DOCUMENT PASSAGE |
[Start of Attachment]

Decoration is one of the most celebrated traditions of Christmastime, and the season is just around the corner. By November, Madison countians will begin eagerly preparing for the season, unpacking ornaments, unraveling lights, and of course, making room for the piece de resistance: the Christmas tree. 

Evergreens have long represented resilience and new beginnings, but they didn’t become symbols of Christmas for quite some time. Trees ornamented with lit candles decorated homes in Germany as early as the 16th century, and later among the Pennsylvania Dutch. Still, it was a mostly unpopular practice, and even pagan to the Puritans. It wasn’t until trendsetter extraordinaire Queen Victoria decorated a royal tree of her own in 1846 that Christmas trees became fashionable practice.

With the advent of electricity, string lights replaced lit candles, and edible garlands and homemade ornaments were mostly ushered out by decorations of glass, plastic, and cloth. Still, there’s a cornucopia of ways to decorate a tree: ribbons, glitter, paper chains, popcorn garlands, minimalism, maximalism, sentimentalism – and the list goes on. 

Judith Lowery, though, prefers to keep it simple: “The tree I decorate very modestly, because I think the land is the prettiest decoration.”

Lowery is the owner and operator of the Lowery Family Farm, lovingly dubbed The Resting Place. The farm, located in Flora boasts beautiful landscape: rolling hills, towering trees, and captivating flora and fauna, all centric around a glittering lake. This time of year, the Lowery Family Farm sells Christmas trees. Leyland Cypresses and Mississippi cedars are grown on the property, and the farm additionally offers Frasier firs grown in North Carolina. 

The farm is in operation year-round. They offer walking tours of the property, attract local schools for one-of-a-kind field trips, and even boast a charming pumpkin patch during the fall. 

Christmastime, though, is a special season for The Resting Place.

“I’ve got photographers that come out and take pictures in the field, and then I have a sweet following of people that have been buying their trees from us for, this’ll be the eleventh year,” Lowery says. “The city of Clinton will have a 15-foot tree of ours in front of City Hall, and Mississippi College uses our trees for the lighting of the quad, and they’ve done that for a decade also.”

[End of Attachment]

ASSIGNED TASK 1 | Return the passage of the Christmas tree farm article from "Lowery is the" to "for The Resting Place.", copying it word for word.
ASSIGNED TASK 2 | Resume the Christmas tree farm article, picking up right after its final sentence.

DATA FOR ANALYSIS |
[Start of Attachment]

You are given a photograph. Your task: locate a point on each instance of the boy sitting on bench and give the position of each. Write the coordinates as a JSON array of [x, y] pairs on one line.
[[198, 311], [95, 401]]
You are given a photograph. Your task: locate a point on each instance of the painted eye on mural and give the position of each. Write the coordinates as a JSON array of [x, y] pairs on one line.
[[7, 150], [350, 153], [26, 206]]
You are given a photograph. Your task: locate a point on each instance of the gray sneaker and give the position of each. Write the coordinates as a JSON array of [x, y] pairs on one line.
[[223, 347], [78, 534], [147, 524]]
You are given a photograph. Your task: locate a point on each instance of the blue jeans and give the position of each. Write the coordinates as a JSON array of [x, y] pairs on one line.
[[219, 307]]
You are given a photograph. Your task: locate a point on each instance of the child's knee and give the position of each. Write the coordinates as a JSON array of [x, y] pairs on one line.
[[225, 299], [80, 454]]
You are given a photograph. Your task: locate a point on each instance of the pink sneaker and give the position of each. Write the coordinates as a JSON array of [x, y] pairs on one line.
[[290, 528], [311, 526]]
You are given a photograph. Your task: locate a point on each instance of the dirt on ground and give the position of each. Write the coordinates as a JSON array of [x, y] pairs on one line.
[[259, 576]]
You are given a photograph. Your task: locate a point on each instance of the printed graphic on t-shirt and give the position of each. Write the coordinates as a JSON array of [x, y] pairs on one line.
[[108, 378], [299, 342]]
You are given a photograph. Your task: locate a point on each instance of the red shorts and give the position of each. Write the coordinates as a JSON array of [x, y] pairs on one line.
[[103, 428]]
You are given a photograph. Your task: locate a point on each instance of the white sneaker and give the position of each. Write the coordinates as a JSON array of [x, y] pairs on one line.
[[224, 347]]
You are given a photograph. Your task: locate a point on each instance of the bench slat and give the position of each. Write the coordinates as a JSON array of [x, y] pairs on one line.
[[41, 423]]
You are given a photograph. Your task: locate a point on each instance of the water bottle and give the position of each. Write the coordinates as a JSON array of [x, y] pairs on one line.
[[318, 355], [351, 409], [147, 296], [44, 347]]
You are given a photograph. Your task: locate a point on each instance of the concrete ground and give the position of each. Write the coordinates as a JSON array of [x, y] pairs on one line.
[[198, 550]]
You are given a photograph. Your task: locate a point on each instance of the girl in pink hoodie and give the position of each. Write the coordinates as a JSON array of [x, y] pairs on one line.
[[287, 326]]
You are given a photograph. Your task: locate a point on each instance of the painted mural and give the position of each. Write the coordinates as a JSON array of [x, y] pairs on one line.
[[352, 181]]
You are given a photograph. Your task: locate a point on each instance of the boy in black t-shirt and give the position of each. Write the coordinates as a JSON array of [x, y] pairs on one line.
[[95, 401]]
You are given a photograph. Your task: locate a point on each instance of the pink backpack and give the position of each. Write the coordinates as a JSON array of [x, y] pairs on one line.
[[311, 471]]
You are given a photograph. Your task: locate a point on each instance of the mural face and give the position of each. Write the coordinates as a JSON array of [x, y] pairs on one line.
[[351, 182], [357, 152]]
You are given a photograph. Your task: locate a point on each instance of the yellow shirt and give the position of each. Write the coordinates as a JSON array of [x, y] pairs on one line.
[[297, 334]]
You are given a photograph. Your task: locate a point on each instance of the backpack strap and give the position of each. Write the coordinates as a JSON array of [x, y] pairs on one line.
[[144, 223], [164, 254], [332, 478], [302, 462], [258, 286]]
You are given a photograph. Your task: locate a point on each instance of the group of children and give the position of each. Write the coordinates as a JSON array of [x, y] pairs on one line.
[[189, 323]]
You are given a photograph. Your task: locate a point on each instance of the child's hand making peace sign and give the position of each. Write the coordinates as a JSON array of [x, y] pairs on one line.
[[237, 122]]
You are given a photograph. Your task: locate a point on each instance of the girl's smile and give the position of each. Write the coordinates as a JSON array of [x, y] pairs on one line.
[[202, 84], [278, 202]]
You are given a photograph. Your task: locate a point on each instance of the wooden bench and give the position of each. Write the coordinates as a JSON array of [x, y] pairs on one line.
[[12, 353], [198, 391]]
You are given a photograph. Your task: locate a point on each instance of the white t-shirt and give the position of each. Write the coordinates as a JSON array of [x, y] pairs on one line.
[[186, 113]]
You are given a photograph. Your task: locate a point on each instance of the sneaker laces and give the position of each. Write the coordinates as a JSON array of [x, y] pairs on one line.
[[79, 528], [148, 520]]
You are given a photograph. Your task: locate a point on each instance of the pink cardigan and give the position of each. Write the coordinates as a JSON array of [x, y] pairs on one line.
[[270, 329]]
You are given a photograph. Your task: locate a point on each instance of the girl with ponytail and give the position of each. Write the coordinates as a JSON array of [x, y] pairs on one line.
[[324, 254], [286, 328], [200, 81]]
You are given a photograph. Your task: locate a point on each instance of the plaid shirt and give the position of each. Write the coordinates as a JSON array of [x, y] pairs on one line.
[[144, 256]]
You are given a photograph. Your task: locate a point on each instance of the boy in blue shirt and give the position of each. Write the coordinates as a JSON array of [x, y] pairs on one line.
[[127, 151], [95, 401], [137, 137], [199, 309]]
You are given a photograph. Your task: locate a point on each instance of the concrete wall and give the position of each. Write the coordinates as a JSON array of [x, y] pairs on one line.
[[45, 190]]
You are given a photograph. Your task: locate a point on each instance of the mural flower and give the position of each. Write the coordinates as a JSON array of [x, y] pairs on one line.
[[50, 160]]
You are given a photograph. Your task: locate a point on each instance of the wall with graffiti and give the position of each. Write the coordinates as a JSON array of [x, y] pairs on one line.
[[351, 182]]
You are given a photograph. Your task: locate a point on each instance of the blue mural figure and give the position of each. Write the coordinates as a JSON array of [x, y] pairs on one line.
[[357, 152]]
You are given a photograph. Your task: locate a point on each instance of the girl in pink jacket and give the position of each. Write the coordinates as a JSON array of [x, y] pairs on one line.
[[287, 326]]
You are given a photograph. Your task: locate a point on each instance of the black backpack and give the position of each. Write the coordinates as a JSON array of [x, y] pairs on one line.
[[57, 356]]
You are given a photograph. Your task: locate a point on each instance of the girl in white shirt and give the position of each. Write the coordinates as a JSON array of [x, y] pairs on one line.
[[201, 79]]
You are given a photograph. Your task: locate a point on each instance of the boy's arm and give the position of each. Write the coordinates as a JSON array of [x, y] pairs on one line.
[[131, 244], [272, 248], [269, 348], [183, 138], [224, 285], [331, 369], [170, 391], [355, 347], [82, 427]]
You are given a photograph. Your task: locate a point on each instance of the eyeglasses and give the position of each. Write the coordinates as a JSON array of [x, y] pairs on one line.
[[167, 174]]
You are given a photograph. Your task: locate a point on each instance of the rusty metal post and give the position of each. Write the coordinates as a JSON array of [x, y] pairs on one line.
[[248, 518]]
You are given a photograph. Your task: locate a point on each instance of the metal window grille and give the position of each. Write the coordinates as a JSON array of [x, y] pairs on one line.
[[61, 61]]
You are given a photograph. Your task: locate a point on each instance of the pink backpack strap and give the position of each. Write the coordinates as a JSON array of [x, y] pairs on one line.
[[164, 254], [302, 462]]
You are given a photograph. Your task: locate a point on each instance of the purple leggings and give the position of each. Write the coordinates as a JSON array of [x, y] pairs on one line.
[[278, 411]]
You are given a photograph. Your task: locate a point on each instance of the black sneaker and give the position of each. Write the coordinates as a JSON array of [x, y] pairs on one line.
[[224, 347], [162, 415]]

[End of Attachment]
[Start of Attachment]

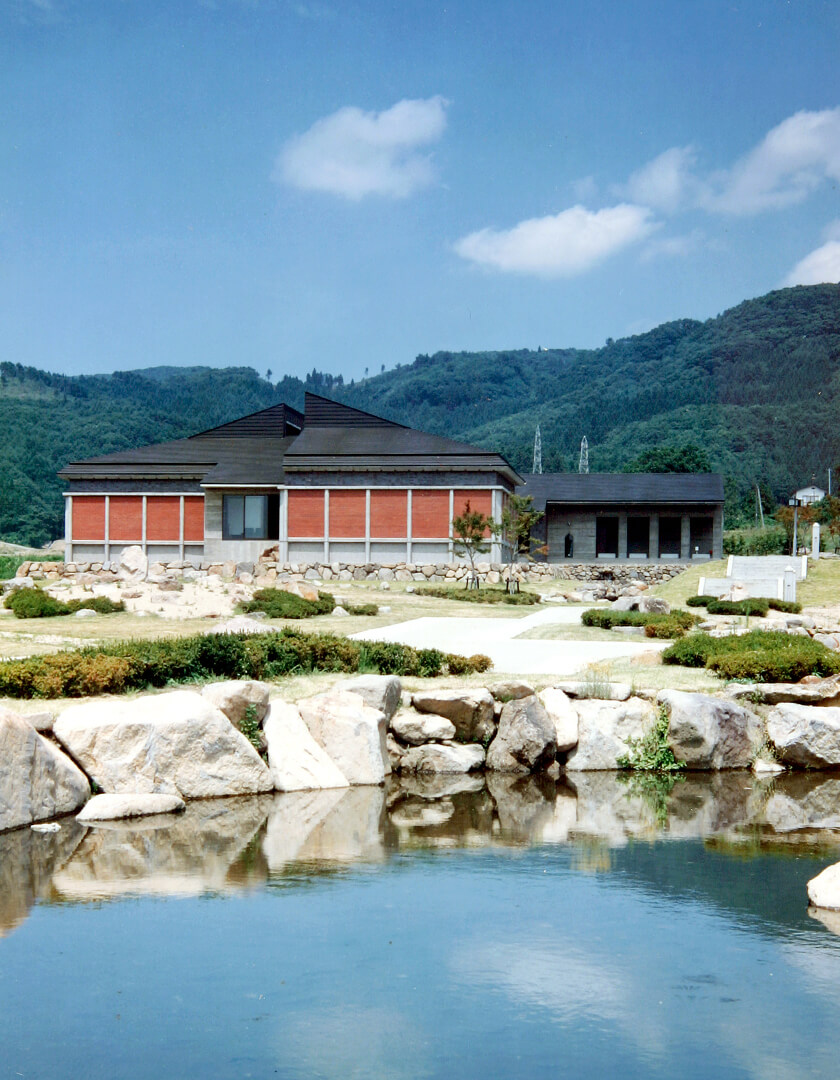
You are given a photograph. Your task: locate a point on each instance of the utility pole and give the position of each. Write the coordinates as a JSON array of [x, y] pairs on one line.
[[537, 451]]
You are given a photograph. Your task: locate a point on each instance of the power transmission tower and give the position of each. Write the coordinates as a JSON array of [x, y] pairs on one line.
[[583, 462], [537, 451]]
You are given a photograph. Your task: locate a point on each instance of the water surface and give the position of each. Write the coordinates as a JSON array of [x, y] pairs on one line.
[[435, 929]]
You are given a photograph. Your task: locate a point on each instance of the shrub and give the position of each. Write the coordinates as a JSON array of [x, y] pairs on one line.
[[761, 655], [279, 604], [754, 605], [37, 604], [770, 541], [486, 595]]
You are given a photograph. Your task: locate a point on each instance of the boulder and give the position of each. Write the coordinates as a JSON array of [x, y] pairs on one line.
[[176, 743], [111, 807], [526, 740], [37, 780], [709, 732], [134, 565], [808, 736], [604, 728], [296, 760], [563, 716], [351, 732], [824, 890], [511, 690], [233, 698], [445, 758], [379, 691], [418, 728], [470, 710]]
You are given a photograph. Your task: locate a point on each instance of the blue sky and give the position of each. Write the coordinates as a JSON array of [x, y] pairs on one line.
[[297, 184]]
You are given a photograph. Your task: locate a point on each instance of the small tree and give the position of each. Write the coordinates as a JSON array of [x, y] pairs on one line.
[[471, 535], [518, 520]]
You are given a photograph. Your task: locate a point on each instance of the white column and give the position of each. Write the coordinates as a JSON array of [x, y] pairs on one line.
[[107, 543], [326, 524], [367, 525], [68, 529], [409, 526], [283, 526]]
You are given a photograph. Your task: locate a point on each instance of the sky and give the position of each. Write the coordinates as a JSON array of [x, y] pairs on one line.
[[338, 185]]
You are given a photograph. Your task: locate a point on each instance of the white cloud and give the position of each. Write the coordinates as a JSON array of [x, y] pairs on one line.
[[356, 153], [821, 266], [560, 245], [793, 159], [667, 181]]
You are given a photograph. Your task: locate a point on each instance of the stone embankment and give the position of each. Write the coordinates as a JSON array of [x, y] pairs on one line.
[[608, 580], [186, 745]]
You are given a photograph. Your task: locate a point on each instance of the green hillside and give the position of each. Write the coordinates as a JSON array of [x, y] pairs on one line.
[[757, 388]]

[End of Attachment]

EXPECTED OUTPUT 1 |
Lowery is the owner and operator of the Lowery Family Farm, lovingly dubbed The Resting Place. The farm, located in Flora boasts beautiful landscape: rolling hills, towering trees, and captivating flora and fauna, all centric around a glittering lake. This time of year, the Lowery Family Farm sells Christmas trees. Leyland Cypresses and Mississippi cedars are grown on the property, and the farm additionally offers Frasier firs grown in North Carolina. 

The farm is in operation year-round. They offer walking tours of the property, attract local schools for one-of-a-kind field trips, and even boast a charming pumpkin patch during the fall. 

Christmastime, though, is a special season for The Resting Place.

EXPECTED OUTPUT 2 |
The season is hectic for the farm and others like it, especially in the wake of a drought in 2015, a pandemic in 2020, and all the challenges of nurturing a crop of Christmas trees.

To Lowery, the work is worth it. The beating heart behind her Christmas tree business is her love for the community and for the storied hills of Flora. “It’s something you do out of love – there’s not a lot of profit. I’m going to be very honest: that’s why the trees that we can profit in is not the ones we grow in the ground. We grow that out of love for the public.”

Plus, she says, “there’s nothing neater than standing in a field of Christmas trees and watching families pick them out.” 

It is certainly a heartwarming scene: parents and children united, eyes filled with wonder, faces red from the cold. It is a perfect picture of the spirit the season: the spirit of giving, sharing, and togetherness.

Truly, Christmas traditions like picking out and decorating a tree are just bells and whistles on a holiday with a much bigger meaning. Still, they are cherished for the levity and unity they bring. There are plenty of ways to celebrate the season, but whether the Christmas tree is pulled from the attic and assembled painstakingly or brought home from the lot on a pick-up truck, the true joy of the tradition is in the togetherness it inspires.